→ **Gösterilen Metin**:
::::::

Rusya
destekli Esed kuvvetleri, Idlib’i kuşattı ve Türk gözlem noktaları da kuşatma
altında kaldı. Şimdilik sorun yok ama olabilecek.
İşte
bu nedenle, Türkiye için Suriye’de savaş şimdi başlıyor: Karşılarından hegemon
Rusya destekli, kendi evinde savaşan nizami bir ordu var.
Şerh
1: Arap aşiretleri olsun, Kürt peşmergeleri olsun, Esed karşıtları olsun, diğer
güçler olsun, gelenek olarak gayrınizami
ordu statüsünde. Tamam ,gerilla savaşının belli üstünlükleri var ama uzun
vadede değil. Bu savaş ise, artık uzun vadeli.
“Suriye
ordusu, İdlib vilayetine bağlı Han Şeyhun kasabasına komşu olan Hama ili
kırsalındaki muhalifleri kuşatma altına aldı. Suriye İnsan Hakları Gözlemevi,
yakınlardaki Morik kasabasında bulunan Türkiye'ye ait gözlem noktasının da
kuşatma altında olduğunu öne sürdü.”
Gözlem
noktaları sayısı 12 imiş.
Bundan
sonrası belirsiz. olasılıklar:
Bir:
Türk ordusu gözlem noktalarını terkeder ve bu basına yansımaz.
İki:
Türk ordusu, Esed ordusu ile işbirliğine girer.
Üç:
Türk ordusu, Esed ordusuyla savaşır. Bu en düşük olasılık.
Türk
ordusu, Suriye konusunu unutturmak için, Irak’a girdi.
“TSK
Kuzey Irak'ta yürütülen Pençe harekatının üçüncü aşamasına başladı. Bu kez
hedef Sinat-Haftanin bölgesindeki terör hedefleri.
Harekatın
başlatıldığı Milli Savunma Bakanlığı'nın Twitter hesabından yapılan "Irak
kuzeyinde bulunan Sinat-Haftanin bölgesindeki teröristleri ve kullandıkları
mağara, sığınakları imha etmek amacıyla 23 Ağustos 2019 tarihinde Pençe-3
Operasyon Planı çerçevesinde yeni bir harekat başlatıldı" paylaşımla
duyuruldu.

::::::

(Bölütleme verileri)
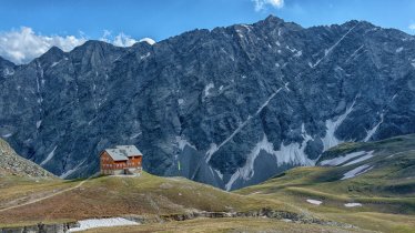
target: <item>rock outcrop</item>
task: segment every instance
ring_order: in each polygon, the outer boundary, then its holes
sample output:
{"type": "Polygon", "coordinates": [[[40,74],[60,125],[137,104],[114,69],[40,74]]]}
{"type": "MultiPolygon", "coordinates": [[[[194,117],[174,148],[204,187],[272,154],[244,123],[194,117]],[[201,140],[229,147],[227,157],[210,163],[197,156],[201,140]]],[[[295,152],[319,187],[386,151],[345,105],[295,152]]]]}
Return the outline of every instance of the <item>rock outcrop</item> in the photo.
{"type": "Polygon", "coordinates": [[[233,190],[343,141],[415,132],[415,38],[364,21],[269,17],[0,65],[0,136],[61,178],[135,144],[146,171],[233,190]]]}

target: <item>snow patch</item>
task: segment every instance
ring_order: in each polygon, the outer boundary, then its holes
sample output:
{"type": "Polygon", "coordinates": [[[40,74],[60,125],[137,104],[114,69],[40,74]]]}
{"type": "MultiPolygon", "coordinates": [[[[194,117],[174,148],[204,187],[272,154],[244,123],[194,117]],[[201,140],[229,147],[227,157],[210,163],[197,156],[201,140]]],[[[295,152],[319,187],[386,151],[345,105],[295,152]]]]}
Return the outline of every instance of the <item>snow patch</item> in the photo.
{"type": "Polygon", "coordinates": [[[80,162],[75,168],[73,169],[70,169],[65,172],[63,172],[61,175],[59,175],[60,179],[65,179],[68,178],[69,175],[71,175],[73,172],[78,171],[79,168],[87,160],[83,160],[82,162],[80,162]]]}
{"type": "Polygon", "coordinates": [[[297,51],[297,52],[294,54],[294,57],[295,57],[295,58],[300,58],[302,54],[303,54],[303,51],[300,50],[300,51],[297,51]]]}
{"type": "Polygon", "coordinates": [[[221,180],[223,180],[223,174],[221,173],[221,171],[215,170],[215,169],[214,169],[213,171],[215,171],[216,174],[217,174],[217,176],[219,176],[221,180]]]}
{"type": "MultiPolygon", "coordinates": [[[[270,101],[272,99],[274,99],[274,97],[282,90],[282,88],[280,88],[279,90],[276,90],[273,94],[271,94],[271,97],[269,97],[269,99],[256,110],[254,116],[256,116],[257,114],[261,113],[261,111],[270,103],[270,101]]],[[[221,149],[224,144],[226,144],[231,139],[233,139],[234,135],[236,135],[252,119],[253,116],[252,115],[249,115],[247,119],[242,122],[237,128],[236,130],[234,130],[232,132],[232,134],[230,136],[227,136],[219,146],[216,146],[216,144],[214,144],[214,148],[212,148],[213,144],[211,144],[211,149],[206,152],[206,162],[209,162],[211,160],[211,156],[213,153],[215,153],[219,149],[221,149]]]]}
{"type": "Polygon", "coordinates": [[[375,152],[375,151],[370,151],[364,156],[361,156],[361,158],[358,158],[356,160],[353,160],[353,161],[351,161],[351,162],[348,162],[348,163],[346,163],[346,164],[344,164],[342,166],[352,165],[352,164],[356,164],[356,163],[363,162],[365,160],[368,160],[368,159],[373,158],[373,152],[375,152]]]}
{"type": "Polygon", "coordinates": [[[364,164],[364,165],[361,165],[361,166],[357,166],[346,173],[343,174],[343,178],[341,180],[346,180],[346,179],[351,179],[351,178],[355,178],[357,175],[361,175],[367,171],[370,171],[373,166],[370,166],[368,164],[364,164]]]}
{"type": "Polygon", "coordinates": [[[70,229],[69,232],[85,231],[95,227],[111,227],[121,225],[139,225],[138,222],[126,220],[123,217],[110,217],[110,219],[90,219],[78,221],[80,226],[70,229]]]}
{"type": "Polygon", "coordinates": [[[143,38],[143,39],[139,40],[139,42],[140,43],[141,42],[146,42],[150,45],[153,45],[155,43],[155,41],[153,39],[151,39],[151,38],[143,38]]]}
{"type": "Polygon", "coordinates": [[[13,134],[7,133],[7,134],[1,135],[1,138],[7,139],[7,138],[10,138],[11,135],[13,135],[13,134]]]}
{"type": "Polygon", "coordinates": [[[302,125],[302,132],[304,141],[301,144],[295,142],[284,145],[284,143],[281,143],[280,150],[277,151],[274,150],[274,144],[270,142],[266,134],[264,134],[262,141],[257,142],[255,148],[247,155],[245,165],[239,168],[236,172],[232,174],[230,181],[225,185],[226,190],[230,191],[237,179],[247,181],[254,176],[254,163],[261,151],[274,155],[276,159],[276,166],[283,164],[314,165],[314,161],[307,159],[307,155],[304,152],[306,143],[312,140],[312,138],[305,132],[304,124],[302,125]]]}
{"type": "Polygon", "coordinates": [[[130,139],[136,139],[136,138],[139,138],[139,135],[141,135],[141,132],[132,134],[132,135],[130,136],[130,139]]]}
{"type": "Polygon", "coordinates": [[[206,162],[209,162],[214,154],[219,150],[216,143],[211,143],[211,148],[206,151],[206,162]]]}
{"type": "Polygon", "coordinates": [[[346,204],[344,204],[344,206],[345,207],[360,207],[360,206],[362,206],[362,204],[353,202],[353,203],[346,203],[346,204]]]}
{"type": "Polygon", "coordinates": [[[368,140],[371,140],[371,138],[373,136],[373,134],[376,133],[377,131],[377,128],[379,128],[379,125],[383,123],[383,113],[381,114],[381,121],[371,130],[366,131],[367,132],[367,135],[366,138],[363,140],[364,142],[367,142],[368,140]]]}
{"type": "Polygon", "coordinates": [[[317,201],[317,200],[313,200],[313,199],[307,199],[306,201],[310,204],[315,204],[315,205],[321,205],[323,203],[322,201],[317,201]]]}
{"type": "Polygon", "coordinates": [[[53,62],[50,67],[51,68],[53,68],[53,67],[55,67],[57,64],[59,64],[61,61],[55,61],[55,62],[53,62]]]}
{"type": "Polygon", "coordinates": [[[347,118],[347,115],[353,111],[353,107],[356,103],[356,100],[353,101],[352,105],[346,109],[346,112],[340,115],[336,120],[330,119],[325,121],[326,133],[325,136],[322,139],[324,151],[333,148],[343,141],[338,140],[334,133],[336,132],[337,128],[343,123],[343,121],[347,118]]]}
{"type": "Polygon", "coordinates": [[[41,124],[42,124],[42,120],[37,121],[37,122],[36,122],[36,129],[39,129],[41,124]]]}
{"type": "Polygon", "coordinates": [[[149,57],[150,57],[150,52],[148,52],[148,53],[144,54],[144,55],[141,55],[141,57],[140,57],[140,60],[146,59],[146,58],[149,58],[149,57]]]}
{"type": "Polygon", "coordinates": [[[57,148],[58,148],[58,145],[55,145],[54,148],[53,148],[53,150],[48,154],[48,156],[47,156],[47,159],[44,159],[41,163],[40,163],[40,165],[44,165],[44,164],[47,164],[52,158],[53,158],[53,155],[54,155],[54,151],[57,150],[57,148]]]}
{"type": "Polygon", "coordinates": [[[186,145],[198,151],[196,146],[191,144],[188,140],[183,139],[182,136],[176,136],[175,142],[178,143],[178,148],[182,151],[184,150],[186,145]]]}
{"type": "Polygon", "coordinates": [[[209,97],[210,94],[211,94],[211,89],[213,89],[214,88],[214,84],[213,84],[213,82],[211,82],[211,83],[209,83],[206,87],[204,87],[204,97],[206,98],[206,97],[209,97]]]}
{"type": "Polygon", "coordinates": [[[356,23],[355,26],[353,26],[345,34],[343,34],[343,37],[337,41],[335,42],[331,48],[326,49],[324,51],[324,55],[323,58],[318,59],[314,64],[312,64],[312,68],[315,68],[320,64],[320,62],[322,62],[343,40],[344,38],[347,37],[348,33],[351,33],[351,31],[353,31],[354,28],[356,28],[358,23],[356,23]]]}
{"type": "Polygon", "coordinates": [[[350,161],[350,160],[352,160],[356,156],[362,156],[364,154],[366,154],[365,151],[357,151],[357,152],[348,153],[344,156],[338,156],[338,158],[335,158],[335,159],[332,159],[332,160],[324,160],[320,164],[321,165],[338,165],[338,164],[347,162],[347,161],[350,161]]]}
{"type": "Polygon", "coordinates": [[[14,70],[9,70],[9,68],[6,68],[4,70],[3,70],[3,75],[4,77],[10,77],[10,75],[13,75],[14,74],[14,70]]]}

::::::

→ **Alıştırma Görevleri**:
**1)** Suriye yazısına göre şu soruları cevaplayın:
(a) Gözlem noktalarının sayısı kaç?
(b) Suriye İnsan Hakları Gözlemevi'ne göre kuşatma altındaki Türk gözlem noktası hangi kasabada?
(c) Pençe-3 Operasyon Planı çerçevesindeki yeni harekat hangi tarihte başlatıldı?
**2)** Suriye yazısında "Şerh 1: Arap aşiretleri olsun" diye başlayan paragrafı, ana bilgilerini koruyarak daha kısa yazın.
**3)** Suriye yazısındaki şu cümleyi İngilizceye çevirin: "Rusya destekli Esed kuvvetleri, Idlib’i kuşattı ve Türk gözlem noktaları da kuşatma altında kaldı."
Yalnızca metindeki bilgileri kullanın.

→ **Görev Cevapları**:
**1)**
(a) 12
(b) Morik
(c) 23 Ağustos 2019

**2)** Arap aşiretleri, Kürt peşmergeleri, Esed karşıtları ve diğer güçler geleneksel olarak gayrinizami ordu statüsündedir. Gerilla savaşının bazı üstünlükleri olsa da bunlar uzun vadede geçerli değildir. Bu savaş ise artık uzun vadelidir.

**3)** Russian-backed Assad forces besieged Idlib, and the Turkish observation posts also came under siege.